◆ **Twoje zadania**
1 – Przepisz wiernie z listingu odcinek od wiersza zawierającego „of the smoke;” aż do końca listingu, łącznie z oboma krańcami.
2 – Jak mógłby brzmieć dalszy ciąg tekstu o zagrożeniu pożarowym w lasach Podkarpacia? Dopisz go, zaczynając po ostatnim zdaniu.

◆ **Fragment tekstu**
══════════════════════════════
Z informacji przekazanych przez Edwarda Marszałka, rzecznika prasowego Regionalnej Dyrekcji Lasów Państwowych w Krośnie, wynika, że zagrożenie pożarowe w lasach Podkarpacia gwałtownie wzrosło, szczególnie w północnej części regionu. Jak informuje, w niektórych punktach pomiarowych ściółka leśna osiąga wilgotność poniżej 10 procent, a to wartość uznawana za krytyczną.
W środę po południu w punkcie pomiarowym w Nadleśnictwie Leżajsk ściółka miała 8,2 procent wilgotności
– podaje Edward Marszałek.
══════════════════════════════
◆ **Dane do ćwiczenia**
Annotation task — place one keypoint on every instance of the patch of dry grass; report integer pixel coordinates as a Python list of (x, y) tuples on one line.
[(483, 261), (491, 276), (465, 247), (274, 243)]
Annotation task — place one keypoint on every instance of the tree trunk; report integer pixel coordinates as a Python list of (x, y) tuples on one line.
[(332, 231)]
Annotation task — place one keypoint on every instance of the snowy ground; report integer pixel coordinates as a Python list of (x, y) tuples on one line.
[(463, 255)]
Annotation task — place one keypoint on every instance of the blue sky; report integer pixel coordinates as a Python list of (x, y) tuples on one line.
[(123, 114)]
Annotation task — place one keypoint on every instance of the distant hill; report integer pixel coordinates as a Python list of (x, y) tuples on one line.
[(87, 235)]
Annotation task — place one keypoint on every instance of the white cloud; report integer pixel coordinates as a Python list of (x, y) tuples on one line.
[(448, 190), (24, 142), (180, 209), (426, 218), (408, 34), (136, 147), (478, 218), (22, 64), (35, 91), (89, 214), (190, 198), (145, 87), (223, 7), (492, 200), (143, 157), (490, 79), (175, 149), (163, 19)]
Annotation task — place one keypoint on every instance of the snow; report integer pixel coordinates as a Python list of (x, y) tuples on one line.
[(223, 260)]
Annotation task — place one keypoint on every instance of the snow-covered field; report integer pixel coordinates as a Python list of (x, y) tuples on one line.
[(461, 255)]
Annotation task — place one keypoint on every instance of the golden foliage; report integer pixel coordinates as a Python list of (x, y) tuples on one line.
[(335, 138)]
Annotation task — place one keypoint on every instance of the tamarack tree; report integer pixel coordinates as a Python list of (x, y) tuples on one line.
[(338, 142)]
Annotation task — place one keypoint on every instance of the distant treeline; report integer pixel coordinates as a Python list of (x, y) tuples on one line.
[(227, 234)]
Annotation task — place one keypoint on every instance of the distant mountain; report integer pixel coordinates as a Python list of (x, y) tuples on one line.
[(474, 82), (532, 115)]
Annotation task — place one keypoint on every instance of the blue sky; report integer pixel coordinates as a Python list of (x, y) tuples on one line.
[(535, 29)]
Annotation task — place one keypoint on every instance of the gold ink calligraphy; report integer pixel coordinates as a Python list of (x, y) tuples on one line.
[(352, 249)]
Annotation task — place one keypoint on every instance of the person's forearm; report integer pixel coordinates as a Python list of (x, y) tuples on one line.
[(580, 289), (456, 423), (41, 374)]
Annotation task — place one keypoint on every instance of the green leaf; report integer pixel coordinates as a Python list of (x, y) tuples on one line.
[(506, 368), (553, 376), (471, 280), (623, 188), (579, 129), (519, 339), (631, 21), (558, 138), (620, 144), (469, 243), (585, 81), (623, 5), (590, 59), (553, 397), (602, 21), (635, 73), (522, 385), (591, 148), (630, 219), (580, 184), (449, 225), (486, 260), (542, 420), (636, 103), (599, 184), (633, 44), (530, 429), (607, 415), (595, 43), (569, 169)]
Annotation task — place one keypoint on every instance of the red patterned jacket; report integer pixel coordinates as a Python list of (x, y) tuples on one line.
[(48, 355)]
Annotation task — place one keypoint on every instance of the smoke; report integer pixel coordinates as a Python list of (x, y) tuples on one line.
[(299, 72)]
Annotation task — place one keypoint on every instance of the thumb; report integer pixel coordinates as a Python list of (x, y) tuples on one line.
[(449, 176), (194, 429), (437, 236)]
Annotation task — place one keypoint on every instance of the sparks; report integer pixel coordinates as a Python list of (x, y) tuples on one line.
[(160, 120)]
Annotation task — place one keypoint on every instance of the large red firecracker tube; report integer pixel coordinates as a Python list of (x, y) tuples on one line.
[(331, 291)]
══════════════════════════════
◆ **Odpowiedzi**
1 –
Annotation task — place one keypoint on every instance of the smoke; report integer pixel coordinates as a Python list of (x, y) tuples on one line.
[(299, 72)]
Annotation task — place one keypoint on every instance of the thumb; report integer pixel coordinates as a Python list of (x, y) tuples on one line.
[(449, 176), (194, 429), (437, 236)]
Annotation task — place one keypoint on every instance of the sparks; report integer pixel coordinates as a Python list of (x, y) tuples on one line.
[(160, 120)]
Annotation task — place one keypoint on every instance of the large red firecracker tube; report integer pixel coordinates as a Python list of (x, y) tuples on one line.
[(331, 291)]

2 –
W czerwcu sytuacja była jeszcze stabilna. Wówczas nie ogłaszano trzeciego stopnia zagrożenia pożarowego. Jednak lipiec przynosi skrajnie niebezpieczne warunki. Wysokie temperatury, brak opadów i przesuszone runo leśne w połączeniu tworzą realne ryzyko poważnych pożarów, także w miejscach, które wcześniej uchodziły za odporne na ogień.
Zdarzenie w Nadleśnictwie Komańcza
O skali zagrożenia świadczy fakt, że na terenie Nadleśnictwa Komańcza odnotowano pożar, jakiego nie było tam od ponad 30 lat. Do zdarzenia doszło w leśnictwie Radoszyce, gdzie spaliło się około 30 arów poszycia leśnego. Ogień objął drzewostan powstały na gruntach porolnych ponad sześć dekad temu.Nie był to jednak jedyny przypadek w ostatnich dniach. Jak relacjonuje Edward Marszałek, 2 lipca po południu pożar wybuchł także na terenie Nadleśnictwa Głogów. Tam spaleniu uległo kolejne 30 arów pokrywy gleby w starszym drzewostanie oraz częściowo młoda uprawa leśna.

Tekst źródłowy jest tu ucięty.